> Text extract
Grey there are many things on this forum that were lost from the early days do to ISP server issues and software crashes, I personally recovered as much as I could for Bruce, as for the discussion of transition from Pito to Orifice it was a beaten horse and all I can say is to build a Pito bench that could equal the performance of the PTS design would require 4 to 5 times the cost of materials and a BOX about 4 times as big not to mention it is not ratiometric.

This is not a flow bench race as there are no winners in that game! I think what you are working on is interesting and holds my attention on the forum and one day when I have to much time on my hands I may go down the same rabbit hole with one of my projects. But if your intention was to build a bench that was to be used to test heads and get on with engine building you most likely would of realized long ago that technology and design has changed the game and you are just wasting your time, money and energy continuing down the path you are going as stated early on in this thread. Nothing will beat a motor control for varying depression or a symmetrical box design and if it is to much work to change an internal orifice once in a blue moon (need for rotating disk) you are in the wrong game as bolting heads with intake radius and installing the valves and keepers between incremental porting session is 100 time more work.

> Extracted material

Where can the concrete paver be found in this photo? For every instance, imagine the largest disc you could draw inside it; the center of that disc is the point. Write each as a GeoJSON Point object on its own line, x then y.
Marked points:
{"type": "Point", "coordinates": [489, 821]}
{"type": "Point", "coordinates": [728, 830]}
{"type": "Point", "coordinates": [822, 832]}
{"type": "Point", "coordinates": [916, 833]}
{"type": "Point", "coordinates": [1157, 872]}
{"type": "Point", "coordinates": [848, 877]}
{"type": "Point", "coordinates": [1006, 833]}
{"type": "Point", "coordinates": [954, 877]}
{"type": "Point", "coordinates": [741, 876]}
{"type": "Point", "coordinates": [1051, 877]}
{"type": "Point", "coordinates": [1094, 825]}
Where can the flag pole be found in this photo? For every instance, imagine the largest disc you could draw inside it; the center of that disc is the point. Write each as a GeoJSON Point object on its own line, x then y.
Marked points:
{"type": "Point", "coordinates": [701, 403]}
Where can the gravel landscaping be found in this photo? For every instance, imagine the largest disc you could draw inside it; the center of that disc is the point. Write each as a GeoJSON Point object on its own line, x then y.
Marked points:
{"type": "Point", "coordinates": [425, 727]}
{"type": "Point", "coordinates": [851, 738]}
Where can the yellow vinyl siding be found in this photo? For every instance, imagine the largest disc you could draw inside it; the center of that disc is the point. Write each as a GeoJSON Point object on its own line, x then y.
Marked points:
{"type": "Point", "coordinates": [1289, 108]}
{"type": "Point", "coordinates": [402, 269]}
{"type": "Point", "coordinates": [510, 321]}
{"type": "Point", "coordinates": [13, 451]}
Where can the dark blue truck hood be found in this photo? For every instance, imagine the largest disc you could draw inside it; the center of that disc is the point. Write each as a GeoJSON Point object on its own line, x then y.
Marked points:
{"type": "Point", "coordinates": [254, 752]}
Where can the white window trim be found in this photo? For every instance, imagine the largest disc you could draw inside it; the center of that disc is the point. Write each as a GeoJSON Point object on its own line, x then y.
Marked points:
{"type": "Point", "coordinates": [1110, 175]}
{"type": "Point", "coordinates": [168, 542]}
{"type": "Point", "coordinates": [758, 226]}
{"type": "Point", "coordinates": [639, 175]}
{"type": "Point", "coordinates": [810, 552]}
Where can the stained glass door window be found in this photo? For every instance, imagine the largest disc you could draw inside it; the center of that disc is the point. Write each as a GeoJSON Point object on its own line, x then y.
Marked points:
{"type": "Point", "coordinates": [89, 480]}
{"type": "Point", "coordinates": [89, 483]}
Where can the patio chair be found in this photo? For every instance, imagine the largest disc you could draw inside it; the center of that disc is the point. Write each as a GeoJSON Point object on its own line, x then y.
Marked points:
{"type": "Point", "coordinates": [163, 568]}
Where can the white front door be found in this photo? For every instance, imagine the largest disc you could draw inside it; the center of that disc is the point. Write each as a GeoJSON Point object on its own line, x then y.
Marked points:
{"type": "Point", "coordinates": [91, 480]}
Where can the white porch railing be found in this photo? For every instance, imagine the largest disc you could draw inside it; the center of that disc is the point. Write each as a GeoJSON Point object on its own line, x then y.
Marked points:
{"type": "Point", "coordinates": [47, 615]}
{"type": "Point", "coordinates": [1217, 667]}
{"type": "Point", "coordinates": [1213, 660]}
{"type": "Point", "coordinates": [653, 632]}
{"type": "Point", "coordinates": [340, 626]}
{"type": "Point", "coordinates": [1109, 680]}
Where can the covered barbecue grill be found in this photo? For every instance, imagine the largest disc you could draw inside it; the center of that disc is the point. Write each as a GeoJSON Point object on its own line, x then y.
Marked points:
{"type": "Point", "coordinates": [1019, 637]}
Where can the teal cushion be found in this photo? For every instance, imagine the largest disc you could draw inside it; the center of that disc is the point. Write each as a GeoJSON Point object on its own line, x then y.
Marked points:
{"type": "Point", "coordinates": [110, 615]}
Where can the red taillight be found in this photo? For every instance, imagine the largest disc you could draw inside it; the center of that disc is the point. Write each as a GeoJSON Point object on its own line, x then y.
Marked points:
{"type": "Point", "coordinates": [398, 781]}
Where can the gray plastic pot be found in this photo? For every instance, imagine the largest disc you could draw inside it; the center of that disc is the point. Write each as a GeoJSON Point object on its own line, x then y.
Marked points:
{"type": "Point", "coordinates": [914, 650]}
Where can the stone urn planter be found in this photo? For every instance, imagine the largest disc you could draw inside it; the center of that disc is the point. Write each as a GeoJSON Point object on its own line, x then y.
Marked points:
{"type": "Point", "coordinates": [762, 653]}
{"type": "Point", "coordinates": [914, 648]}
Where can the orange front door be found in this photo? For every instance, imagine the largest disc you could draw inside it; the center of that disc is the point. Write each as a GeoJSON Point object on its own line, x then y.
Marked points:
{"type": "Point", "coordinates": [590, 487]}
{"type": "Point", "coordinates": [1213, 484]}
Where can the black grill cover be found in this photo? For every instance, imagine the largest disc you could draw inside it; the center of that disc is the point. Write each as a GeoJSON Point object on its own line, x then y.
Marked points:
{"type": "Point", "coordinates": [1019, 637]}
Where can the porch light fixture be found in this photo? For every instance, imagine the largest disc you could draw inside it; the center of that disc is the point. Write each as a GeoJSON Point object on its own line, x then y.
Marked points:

> Your tasks
[1] Copy the part of the flow bench forum post between "Grey there are" and "is not ratiometric.", inclusive.
[2] Write out the lines of the records from the one holding "Where can the black" through the last line of the records, inclusive.

> Problem solutions
[1]
Grey there are many things on this forum that were lost from the early days do to ISP server issues and software crashes, I personally recovered as much as I could for Bruce, as for the discussion of transition from Pito to Orifice it was a beaten horse and all I can say is to build a Pito bench that could equal the performance of the PTS design would require 4 to 5 times the cost of materials and a BOX about 4 times as big not to mention it is not ratiometric.

[2]
Where can the black grill cover be found in this photo? For every instance, imagine the largest disc you could draw inside it; the center of that disc is the point. Write each as a GeoJSON Point object on its own line, x then y.
Marked points:
{"type": "Point", "coordinates": [1019, 637]}
Where can the porch light fixture be found in this photo? For every instance, imagine the largest disc you could draw inside it; the center of that disc is the point. Write each as a GeoJSON Point object on its own line, x then y.
Marked points:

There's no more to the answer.